* _Given problem a_: Tally how many lines in the rows below contain the string "trim", with case counting, and give only that number.

* _Text section_:
— START —

This may appear to be a distinct problem, but we can actually understand it in terms of feature drift and anisotropy. To see this, imagine the axis $\Delta x$ in figure 1b was replaced with the change in particle brightness between frames, $\Delta m$. Let us suppose that measurement of $m$ causes photobleaching. We would then expect to see that this new data cloud was biased towards negative $\Delta m$ - in other words, that the feature $m$ had drifted between frames. In addition, noise will generate uncertainty in $\Delta m$, resulting in a spread about its `true' value. The problem therefore becomes how to combine this uncertainty in $\Delta m$ with that in $\Delta x$ and $\Delta y$, which is exactly the same as our problem of trying to compare the relative uncertainties of $\Delta x$ and $\Delta y$.

Another problem is that $\Delta \mathbf{f}$ is dynamic. For example, all the particles in the field of view may begin drifting upwards instead of down, average particle speed may increase, or the density of the system may change. Any adjustments made to compensate for the problems of drift and anisotropy must therefore be able to respond to these dynamic changes in the statistical properties of the system.

To formalise this discussion, let us assume that $\Delta \mathbf{f}_t$ is drawn from a multivariate normal distribution $\mathcal{N}(\mathbf{\mu}_t, \mathbf{\Sigma}_t)$ with mean vector $\mathbf{\mu}_t$ and covariance matrix $\mathbf{\Sigma}_t$. In general, the distribution for $\Delta f$ for any given feature $f$ need not be normal. However, the normal distribution is usually a good approximation, and the tools for manipulating the multivariate normal distribution are well developed. The evolution of objects in $\mathbf{f}$ can then simply be represented as:

\begin{equation} \mathbf{f}_{t+1} = \mathbf{f}_{t} + \mathbf{w}_{t}, \end{equation}

where $\mathbf{w}_t$ indicates a random vector drawn from the distribution $\mathcal{N}(\mathbf{\mu}_t, \mathbf{\Sigma}_t)$. The frame index $t$ is used here to emphasise that both $\mathbf{\mu}_t$ and $\mathbf{\Sigma}_t$ can vary dynamically through time.

— END —

* _Materials provided_:

— START —

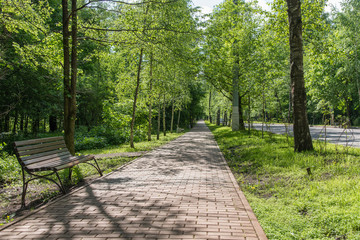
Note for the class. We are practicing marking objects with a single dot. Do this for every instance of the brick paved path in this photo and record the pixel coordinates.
(183, 190)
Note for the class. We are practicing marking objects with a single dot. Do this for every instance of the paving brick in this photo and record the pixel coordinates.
(183, 190)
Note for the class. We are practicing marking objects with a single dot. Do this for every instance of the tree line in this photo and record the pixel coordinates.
(108, 68)
(296, 63)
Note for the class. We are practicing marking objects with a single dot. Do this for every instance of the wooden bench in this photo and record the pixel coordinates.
(47, 154)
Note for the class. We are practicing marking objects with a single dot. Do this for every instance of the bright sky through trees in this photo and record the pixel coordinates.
(207, 5)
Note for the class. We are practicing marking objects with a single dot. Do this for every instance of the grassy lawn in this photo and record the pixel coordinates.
(139, 146)
(41, 191)
(312, 195)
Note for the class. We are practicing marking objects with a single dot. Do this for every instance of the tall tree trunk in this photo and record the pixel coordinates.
(178, 124)
(15, 122)
(135, 99)
(35, 125)
(235, 125)
(70, 66)
(241, 114)
(52, 123)
(235, 107)
(26, 124)
(302, 135)
(218, 117)
(22, 122)
(164, 117)
(7, 123)
(150, 97)
(159, 119)
(172, 116)
(249, 115)
(210, 119)
(230, 119)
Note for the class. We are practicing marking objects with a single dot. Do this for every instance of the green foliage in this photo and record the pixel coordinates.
(290, 203)
(10, 169)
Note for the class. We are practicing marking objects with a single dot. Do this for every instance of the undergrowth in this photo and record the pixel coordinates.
(311, 195)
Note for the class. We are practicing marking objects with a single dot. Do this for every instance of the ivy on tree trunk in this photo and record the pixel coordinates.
(302, 135)
(70, 66)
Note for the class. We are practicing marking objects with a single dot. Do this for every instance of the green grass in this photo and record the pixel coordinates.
(290, 203)
(11, 178)
(139, 146)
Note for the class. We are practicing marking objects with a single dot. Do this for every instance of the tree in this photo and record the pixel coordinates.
(302, 135)
(70, 72)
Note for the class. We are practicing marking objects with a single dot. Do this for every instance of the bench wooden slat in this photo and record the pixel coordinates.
(42, 150)
(43, 154)
(73, 163)
(45, 158)
(47, 154)
(59, 163)
(41, 145)
(39, 140)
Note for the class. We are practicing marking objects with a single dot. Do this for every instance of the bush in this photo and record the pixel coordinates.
(85, 143)
(10, 169)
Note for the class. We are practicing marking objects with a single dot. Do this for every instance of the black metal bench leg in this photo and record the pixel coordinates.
(62, 189)
(70, 173)
(24, 190)
(97, 167)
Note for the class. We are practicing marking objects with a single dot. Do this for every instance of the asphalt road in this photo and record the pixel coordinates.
(346, 137)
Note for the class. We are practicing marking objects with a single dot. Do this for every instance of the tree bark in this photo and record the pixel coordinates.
(172, 116)
(150, 98)
(235, 124)
(302, 135)
(210, 119)
(179, 118)
(7, 123)
(218, 117)
(22, 122)
(26, 124)
(52, 123)
(164, 117)
(241, 115)
(159, 121)
(135, 99)
(70, 83)
(15, 122)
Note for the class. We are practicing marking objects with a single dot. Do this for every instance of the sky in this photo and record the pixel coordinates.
(207, 5)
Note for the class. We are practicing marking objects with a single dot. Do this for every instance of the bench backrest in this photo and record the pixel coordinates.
(37, 151)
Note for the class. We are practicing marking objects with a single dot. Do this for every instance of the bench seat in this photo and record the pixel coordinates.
(47, 154)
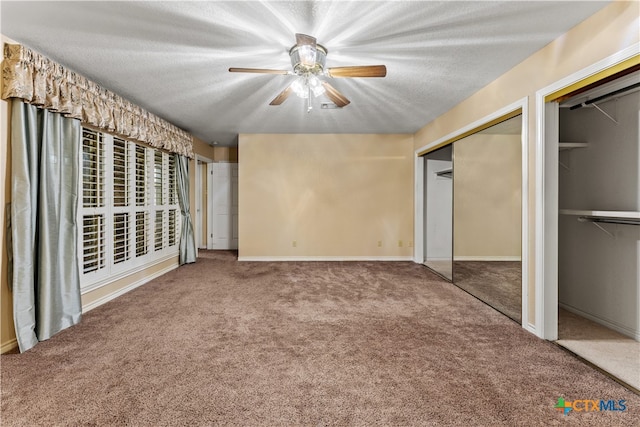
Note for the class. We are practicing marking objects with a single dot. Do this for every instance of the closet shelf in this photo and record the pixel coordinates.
(571, 145)
(602, 214)
(446, 173)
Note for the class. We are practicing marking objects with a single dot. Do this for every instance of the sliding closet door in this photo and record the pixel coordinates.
(438, 187)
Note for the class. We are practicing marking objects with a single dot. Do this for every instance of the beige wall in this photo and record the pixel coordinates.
(607, 32)
(487, 197)
(333, 195)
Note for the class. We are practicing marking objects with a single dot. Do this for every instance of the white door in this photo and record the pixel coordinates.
(223, 217)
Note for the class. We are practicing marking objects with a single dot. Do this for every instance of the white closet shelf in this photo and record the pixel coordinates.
(571, 145)
(445, 172)
(602, 214)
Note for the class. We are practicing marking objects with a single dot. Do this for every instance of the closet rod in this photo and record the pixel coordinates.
(624, 221)
(608, 95)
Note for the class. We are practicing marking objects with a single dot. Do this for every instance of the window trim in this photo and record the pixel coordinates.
(112, 270)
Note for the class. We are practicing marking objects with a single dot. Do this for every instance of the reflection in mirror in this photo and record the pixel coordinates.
(438, 187)
(487, 216)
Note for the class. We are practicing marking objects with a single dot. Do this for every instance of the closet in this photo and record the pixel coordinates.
(473, 214)
(599, 201)
(599, 227)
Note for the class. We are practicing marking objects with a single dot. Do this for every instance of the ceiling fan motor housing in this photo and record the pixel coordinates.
(299, 67)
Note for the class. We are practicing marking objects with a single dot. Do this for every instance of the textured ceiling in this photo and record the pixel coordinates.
(172, 58)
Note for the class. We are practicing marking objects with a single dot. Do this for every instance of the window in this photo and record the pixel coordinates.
(129, 211)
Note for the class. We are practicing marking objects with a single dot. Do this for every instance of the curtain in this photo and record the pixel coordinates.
(37, 80)
(44, 191)
(187, 240)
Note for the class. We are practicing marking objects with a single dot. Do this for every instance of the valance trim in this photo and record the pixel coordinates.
(37, 80)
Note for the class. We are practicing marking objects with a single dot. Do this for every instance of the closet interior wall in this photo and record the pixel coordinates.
(598, 272)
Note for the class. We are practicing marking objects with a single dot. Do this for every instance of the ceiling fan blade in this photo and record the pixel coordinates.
(336, 97)
(257, 70)
(282, 96)
(358, 71)
(305, 40)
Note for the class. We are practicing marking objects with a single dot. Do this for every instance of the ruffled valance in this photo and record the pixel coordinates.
(37, 80)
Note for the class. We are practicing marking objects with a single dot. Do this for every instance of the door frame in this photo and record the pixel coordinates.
(521, 107)
(199, 197)
(546, 185)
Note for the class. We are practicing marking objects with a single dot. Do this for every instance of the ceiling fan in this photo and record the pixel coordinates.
(308, 62)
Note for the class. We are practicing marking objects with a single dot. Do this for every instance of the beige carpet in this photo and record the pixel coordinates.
(605, 348)
(288, 344)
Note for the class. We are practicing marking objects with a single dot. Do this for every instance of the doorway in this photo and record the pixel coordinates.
(223, 206)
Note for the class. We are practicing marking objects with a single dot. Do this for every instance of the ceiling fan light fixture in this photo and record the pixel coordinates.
(309, 83)
(308, 59)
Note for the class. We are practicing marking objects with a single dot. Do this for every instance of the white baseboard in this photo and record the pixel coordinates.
(8, 346)
(127, 288)
(624, 330)
(487, 258)
(324, 258)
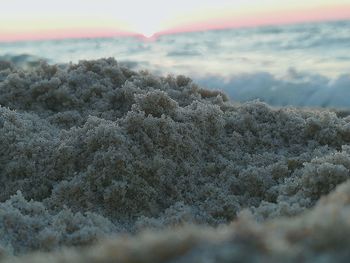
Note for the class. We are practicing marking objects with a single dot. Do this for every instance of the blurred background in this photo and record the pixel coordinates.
(281, 52)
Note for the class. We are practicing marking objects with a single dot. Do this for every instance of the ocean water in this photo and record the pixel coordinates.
(301, 64)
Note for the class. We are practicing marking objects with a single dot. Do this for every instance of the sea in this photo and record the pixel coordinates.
(297, 65)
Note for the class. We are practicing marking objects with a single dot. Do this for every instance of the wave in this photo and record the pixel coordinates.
(294, 89)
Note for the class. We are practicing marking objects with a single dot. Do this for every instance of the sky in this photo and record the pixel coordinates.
(45, 19)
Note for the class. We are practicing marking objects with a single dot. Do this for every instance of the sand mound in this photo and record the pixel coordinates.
(95, 149)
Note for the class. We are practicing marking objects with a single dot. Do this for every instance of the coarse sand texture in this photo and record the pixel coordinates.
(124, 166)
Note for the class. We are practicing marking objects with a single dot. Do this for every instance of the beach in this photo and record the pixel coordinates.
(101, 163)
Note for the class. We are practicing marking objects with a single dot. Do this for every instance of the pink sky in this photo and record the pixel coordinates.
(32, 23)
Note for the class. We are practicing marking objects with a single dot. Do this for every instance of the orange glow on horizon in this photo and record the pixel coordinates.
(207, 21)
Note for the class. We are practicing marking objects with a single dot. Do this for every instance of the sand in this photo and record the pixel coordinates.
(99, 163)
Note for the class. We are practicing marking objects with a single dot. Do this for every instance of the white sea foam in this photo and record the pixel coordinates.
(96, 150)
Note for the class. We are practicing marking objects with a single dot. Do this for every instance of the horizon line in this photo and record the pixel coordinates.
(196, 27)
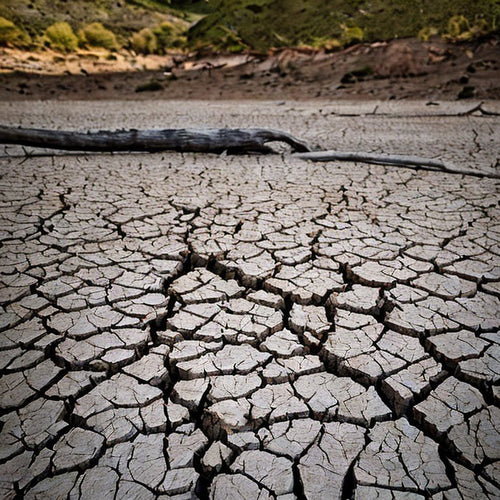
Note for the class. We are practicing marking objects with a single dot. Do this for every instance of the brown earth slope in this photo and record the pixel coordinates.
(388, 70)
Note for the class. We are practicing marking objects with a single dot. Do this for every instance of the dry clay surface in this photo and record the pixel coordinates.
(256, 327)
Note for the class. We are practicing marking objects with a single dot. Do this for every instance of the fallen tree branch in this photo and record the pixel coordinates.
(214, 140)
(209, 140)
(397, 160)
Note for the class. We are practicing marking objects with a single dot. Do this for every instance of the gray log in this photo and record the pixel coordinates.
(406, 161)
(189, 140)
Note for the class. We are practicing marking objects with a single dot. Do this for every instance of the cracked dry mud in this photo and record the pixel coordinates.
(195, 326)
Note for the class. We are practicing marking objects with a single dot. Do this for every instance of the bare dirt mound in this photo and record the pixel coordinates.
(385, 70)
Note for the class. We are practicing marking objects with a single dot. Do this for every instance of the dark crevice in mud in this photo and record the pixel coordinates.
(298, 487)
(349, 484)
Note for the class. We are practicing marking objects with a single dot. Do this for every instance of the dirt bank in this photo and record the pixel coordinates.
(400, 69)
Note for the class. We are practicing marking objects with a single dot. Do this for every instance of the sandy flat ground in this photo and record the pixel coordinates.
(251, 326)
(395, 70)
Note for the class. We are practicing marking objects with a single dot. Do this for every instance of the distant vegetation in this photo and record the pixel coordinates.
(260, 24)
(155, 26)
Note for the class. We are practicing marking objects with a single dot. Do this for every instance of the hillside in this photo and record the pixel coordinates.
(260, 24)
(122, 17)
(250, 25)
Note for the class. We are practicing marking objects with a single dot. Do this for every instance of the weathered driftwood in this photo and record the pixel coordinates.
(208, 140)
(215, 140)
(406, 161)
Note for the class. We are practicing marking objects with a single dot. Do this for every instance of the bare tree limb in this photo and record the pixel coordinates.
(209, 140)
(397, 160)
(213, 140)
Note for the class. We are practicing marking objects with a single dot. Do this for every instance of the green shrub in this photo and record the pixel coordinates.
(10, 34)
(156, 40)
(351, 34)
(425, 33)
(165, 36)
(60, 36)
(96, 35)
(144, 42)
(459, 29)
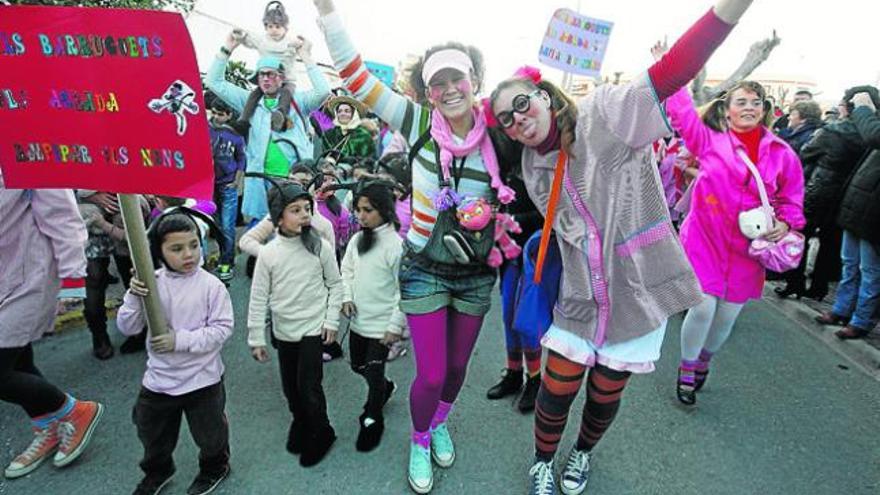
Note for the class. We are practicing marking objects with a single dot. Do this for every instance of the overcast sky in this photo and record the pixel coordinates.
(831, 43)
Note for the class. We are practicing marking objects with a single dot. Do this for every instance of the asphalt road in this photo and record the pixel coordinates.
(780, 414)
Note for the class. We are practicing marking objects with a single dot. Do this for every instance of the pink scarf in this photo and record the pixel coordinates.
(477, 137)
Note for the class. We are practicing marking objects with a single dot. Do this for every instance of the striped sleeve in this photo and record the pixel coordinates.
(401, 114)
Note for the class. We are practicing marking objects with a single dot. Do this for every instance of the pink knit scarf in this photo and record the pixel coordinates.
(441, 131)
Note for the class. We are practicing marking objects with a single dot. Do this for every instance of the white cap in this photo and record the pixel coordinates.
(449, 58)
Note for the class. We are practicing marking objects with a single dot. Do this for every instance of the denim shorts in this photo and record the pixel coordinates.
(426, 286)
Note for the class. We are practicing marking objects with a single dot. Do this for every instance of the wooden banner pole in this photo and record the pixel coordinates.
(136, 234)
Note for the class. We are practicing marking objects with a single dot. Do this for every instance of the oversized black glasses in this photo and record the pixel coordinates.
(521, 104)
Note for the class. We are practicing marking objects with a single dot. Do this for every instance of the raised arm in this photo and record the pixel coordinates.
(312, 99)
(691, 52)
(866, 120)
(400, 113)
(684, 119)
(216, 81)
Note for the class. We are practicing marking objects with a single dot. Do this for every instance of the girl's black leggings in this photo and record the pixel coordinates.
(22, 383)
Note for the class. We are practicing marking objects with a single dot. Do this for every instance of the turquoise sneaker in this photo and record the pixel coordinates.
(442, 449)
(541, 479)
(576, 473)
(421, 477)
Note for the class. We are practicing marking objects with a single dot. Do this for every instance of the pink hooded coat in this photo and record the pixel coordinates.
(710, 233)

— END —

* _Given problem b_: Please write out the passage above on feature drift and anisotropy, everything from "This may appear" down to "and $\Delta y$.".

* _Full response a_: 2

* _Full response b_:
This may appear to be a distinct problem, but we can actually understand it in terms of feature drift and anisotropy. To see this, imagine the axis $\Delta x$ in figure 1b was replaced with the change in particle brightness between frames, $\Delta m$. Let us suppose that measurement of $m$ causes photobleaching. We would then expect to see that this new data cloud was biased towards negative $\Delta m$ - in other words, that the feature $m$ had drifted between frames. In addition, noise will generate uncertainty in $\Delta m$, resulting in a spread about its `true' value. The problem therefore becomes how to combine this uncertainty in $\Delta m$ with that in $\Delta x$ and $\Delta y$, which is exactly the same as our problem of trying to compare the relative uncertainties of $\Delta x$ and $\Delta y$.